*課題 1:* 記録の中から、文字列「dark」を含む行をすべて書き出してください。大文字と小文字は区別します。

*抜粋:*
特集 パラレルキャリアをしなやかに歩む~ヨーヨー社労士®の活躍~

飯塚 知世氏
Profile

飯塚 知世(いいづか ともよ)氏

社会保険労務士 ヨーヨーパフォーマー
スピカ社会保険労務士事務所 代表
ヨーヨーショップ&カフェやうやう プロデュース

明治大学法学部卒。横浜市港北区にて「スピカ社会保険労務士事務所」及び「ヨーヨーショップ&カフェやうやう」を経営、「社労士兼ヨーヨーパフォーマー」というパラレルキャリアで活躍中。エンターテインメント業界の現場やバックオフィスで働いた経験から、業界特有の労務管理相談を得意とする。ダイバーシティ&インクルージョン推進に関心が高く、ITやクラウドツールを駆使して多様な人材やライフスタイルの人が働きやすい職場作りを支援。freee認定四つ星アドバイザー、(一財)生涯学習開発財団認定プロフェッショナルコーチ。

スピカ社会保険労務士事務所    ▶ヨーヨーショップ&カフェやうやう

飯塚知世さんは、コロナ禍以前から副業開業やリモートワークという働き方を実践し、子育てしながら事務所を経営する社会保険労務士(以下、社労士)だ。社労士として自らの経験をもとに、ITやクラウドを活用して多様な人材が働きやすい職場作りを支援する飯塚さんは、一方でプロのヨーヨーパフォーマーとしても活躍している。「ヨーヨー社労士®」を商標登録して、「日本一ヨーヨーの上手い社労士」を自負する飯塚さんに、社労士という仕事のやりがいや、パラレルキャリアを成功させる秘訣をうかがった。

旅先で出会ったヨーヨーが人生を変える

──現在、「ヨーヨー社労士®」として活躍中の飯塚さん。なかなかインパクトのある肩書きですが、ヨーヨーとの出会いは、海外旅行中のことだったそうですね。

飯塚 はい。イタリアのヴェネツィアでヨーヨーに出会いました。父の仕事の関係で小学2年生から5年生までスイスのバーゼルに住んでいましたが、父の仕事が一段落したので、帰国する前に家族でヨーロッパを旅行しようと、ヴェネツィアへ遊びに行きました。ゴンドラが水路に浮かぶ街の光景は映画のようで、本当にきれいでしたね。ただ、楽しい旅行の間に一番心を惹かれたのは、サンマルコ広場で行商の人が売っていた光るヨーヨーです。両親にねだって買ってもらい、その後ずっとヨーヨーをやりながら旅行しました。私の人生のターニングポイントですね。
 帰国後しばらくすると日本で「ハイパーヨーヨーブーム」が始まりました。その頃の私はもう雑誌に載っている基本的な技は大体できるようになっていたので、各地のおもちゃ屋やデパートで開催されたミニコンテストに出場して、腕試しをしていました。優勝や入賞の経験も多数あります。

──バンダイ主催のヨーヨー日本一を決める大会、「ジャパンチャンピオンシップ」で2回優勝されたこともあるそうですね。

ポイントラベリングの例:
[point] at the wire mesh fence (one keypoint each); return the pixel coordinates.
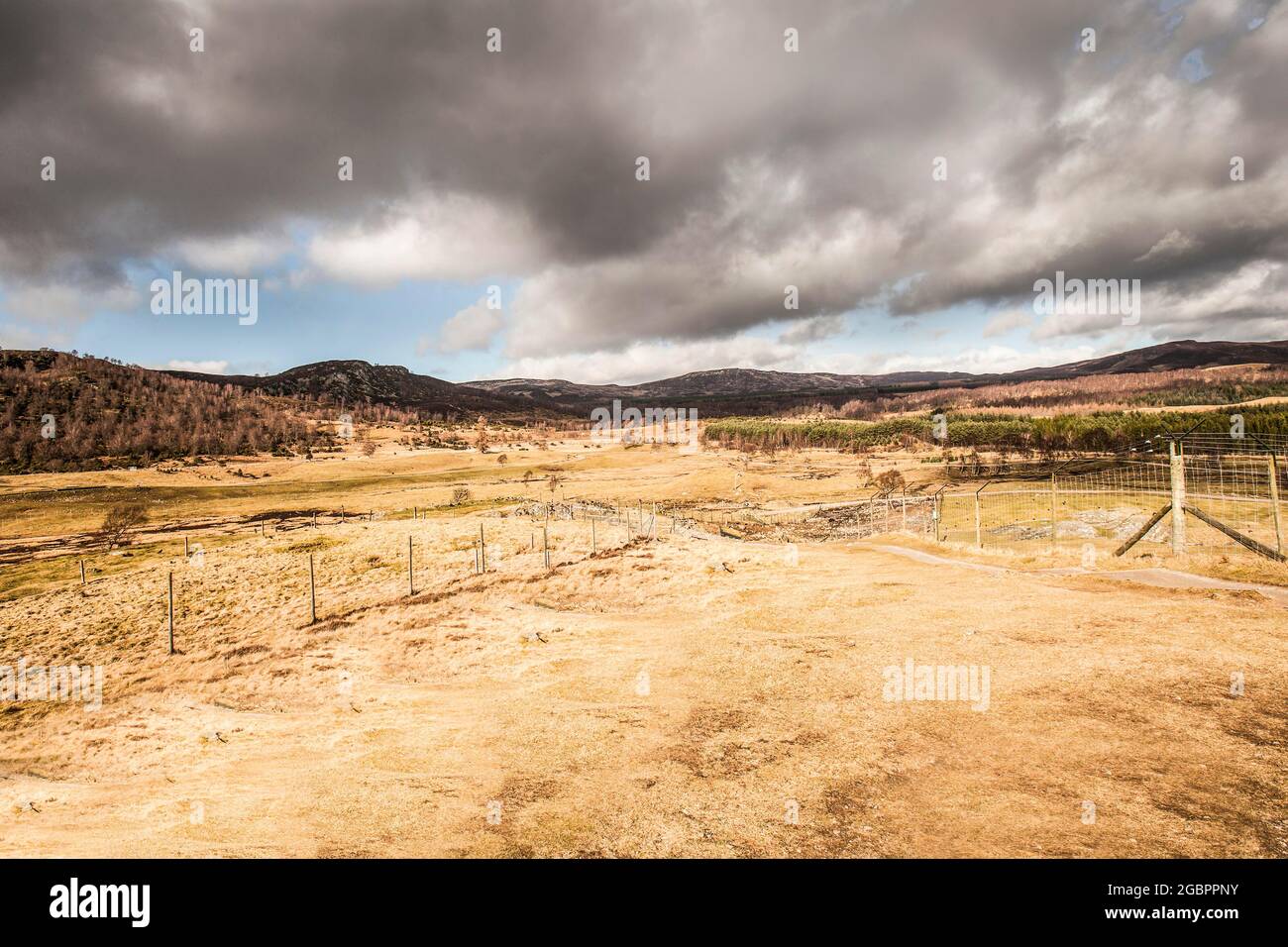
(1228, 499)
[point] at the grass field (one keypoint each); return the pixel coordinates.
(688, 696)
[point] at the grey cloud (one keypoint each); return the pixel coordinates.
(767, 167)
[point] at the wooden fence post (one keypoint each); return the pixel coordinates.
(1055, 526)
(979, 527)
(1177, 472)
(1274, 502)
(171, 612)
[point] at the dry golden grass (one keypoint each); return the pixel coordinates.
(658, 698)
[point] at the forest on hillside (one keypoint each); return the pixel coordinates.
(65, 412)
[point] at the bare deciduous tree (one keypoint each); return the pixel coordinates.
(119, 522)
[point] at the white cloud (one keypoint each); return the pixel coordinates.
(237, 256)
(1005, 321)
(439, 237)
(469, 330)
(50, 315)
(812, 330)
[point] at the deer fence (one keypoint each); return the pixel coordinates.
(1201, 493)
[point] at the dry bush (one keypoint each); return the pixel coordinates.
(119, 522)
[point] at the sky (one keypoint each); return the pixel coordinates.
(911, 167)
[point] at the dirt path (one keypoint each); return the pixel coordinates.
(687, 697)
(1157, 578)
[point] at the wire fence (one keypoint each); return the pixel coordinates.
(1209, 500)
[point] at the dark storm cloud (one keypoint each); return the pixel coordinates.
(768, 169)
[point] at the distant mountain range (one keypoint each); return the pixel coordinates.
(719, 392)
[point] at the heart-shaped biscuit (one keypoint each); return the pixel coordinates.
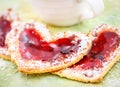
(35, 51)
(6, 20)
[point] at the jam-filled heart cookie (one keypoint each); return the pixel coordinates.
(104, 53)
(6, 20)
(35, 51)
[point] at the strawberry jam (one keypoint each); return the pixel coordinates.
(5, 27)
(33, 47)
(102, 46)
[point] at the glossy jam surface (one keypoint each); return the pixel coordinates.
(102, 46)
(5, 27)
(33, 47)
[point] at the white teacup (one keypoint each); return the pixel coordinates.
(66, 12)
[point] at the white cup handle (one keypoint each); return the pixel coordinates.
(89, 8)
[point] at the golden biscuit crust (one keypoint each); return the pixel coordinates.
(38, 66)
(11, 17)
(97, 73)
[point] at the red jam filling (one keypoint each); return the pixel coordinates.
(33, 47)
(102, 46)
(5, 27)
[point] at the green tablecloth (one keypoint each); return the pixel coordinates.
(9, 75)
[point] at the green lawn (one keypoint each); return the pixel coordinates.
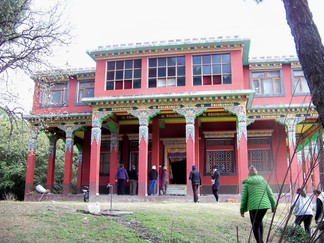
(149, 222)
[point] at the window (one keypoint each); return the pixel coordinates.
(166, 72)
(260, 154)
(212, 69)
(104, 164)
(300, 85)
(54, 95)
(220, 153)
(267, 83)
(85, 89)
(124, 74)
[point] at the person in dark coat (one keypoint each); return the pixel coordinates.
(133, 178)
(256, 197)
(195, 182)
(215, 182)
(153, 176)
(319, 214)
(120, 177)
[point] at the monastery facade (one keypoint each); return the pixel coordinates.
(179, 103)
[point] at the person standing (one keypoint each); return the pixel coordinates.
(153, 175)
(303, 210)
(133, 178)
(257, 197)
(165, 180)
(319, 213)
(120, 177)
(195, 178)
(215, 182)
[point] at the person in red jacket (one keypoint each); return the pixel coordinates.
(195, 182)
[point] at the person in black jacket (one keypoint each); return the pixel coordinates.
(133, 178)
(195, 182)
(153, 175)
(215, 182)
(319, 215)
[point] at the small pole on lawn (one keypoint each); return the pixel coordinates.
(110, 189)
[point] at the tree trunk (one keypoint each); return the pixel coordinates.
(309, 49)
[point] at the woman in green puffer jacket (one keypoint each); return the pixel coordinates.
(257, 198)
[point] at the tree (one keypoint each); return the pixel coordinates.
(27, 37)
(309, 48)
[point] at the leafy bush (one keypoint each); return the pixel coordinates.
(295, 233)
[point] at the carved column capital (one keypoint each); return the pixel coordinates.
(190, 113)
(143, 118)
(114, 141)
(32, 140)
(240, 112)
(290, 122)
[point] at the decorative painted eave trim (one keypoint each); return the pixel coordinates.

*課題 2:* 上の抜粋の「社会保険労務士 ヨーヨーパフォーマー」から「成功させる秘訣をうかがった。」までを、「ヨーヨーパフォーマー」を「けん玉パフォーマー」に置き換えて書き直してください。

*正解 1:*
[point] at the dark storm cloud (one keypoint each); return the pixel coordinates.
[point] at the person in dark coat (one keypoint each); return the pixel coordinates.

*正解 2:*
社会保険労務士 けん玉パフォーマー
スピカ社会保険労務士事務所 代表
ヨーヨーショップ&カフェやうやう プロデュース

明治大学法学部卒。横浜市港北区にて「スピカ社会保険労務士事務所」及び「ヨーヨーショップ&カフェやうやう」を経営、「社労士兼けん玉パフォーマー」というパラレルキャリアで活躍中。エンターテインメント業界の現場やバックオフィスで働いた経験から、業界特有の労務管理相談を得意とする。ダイバーシティ&インクルージョン推進に関心が高く、ITやクラウドツールを駆使して多様な人材やライフスタイルの人が働きやすい職場作りを支援。freee認定四つ星アドバイザー、(一財)生涯学習開発財団認定プロフェッショナルコーチ。

スピカ社会保険労務士事務所    ▶ヨーヨーショップ&カフェやうやう

飯塚知世さんは、コロナ禍以前から副業開業やリモートワークという働き方を実践し、子育てしながら事務所を経営する社会保険労務士(以下、社労士)だ。社労士として自らの経験をもとに、ITやクラウドを活用して多様な人材が働きやすい職場作りを支援する飯塚さんは、一方でプロのけん玉パフォーマーとしても活躍している。「ヨーヨー社労士®」を商標登録して、「日本一ヨーヨーの上手い社労士」を自負する飯塚さんに、社労士という仕事のやりがいや、パラレルキャリアを成功させる秘訣をうかがった。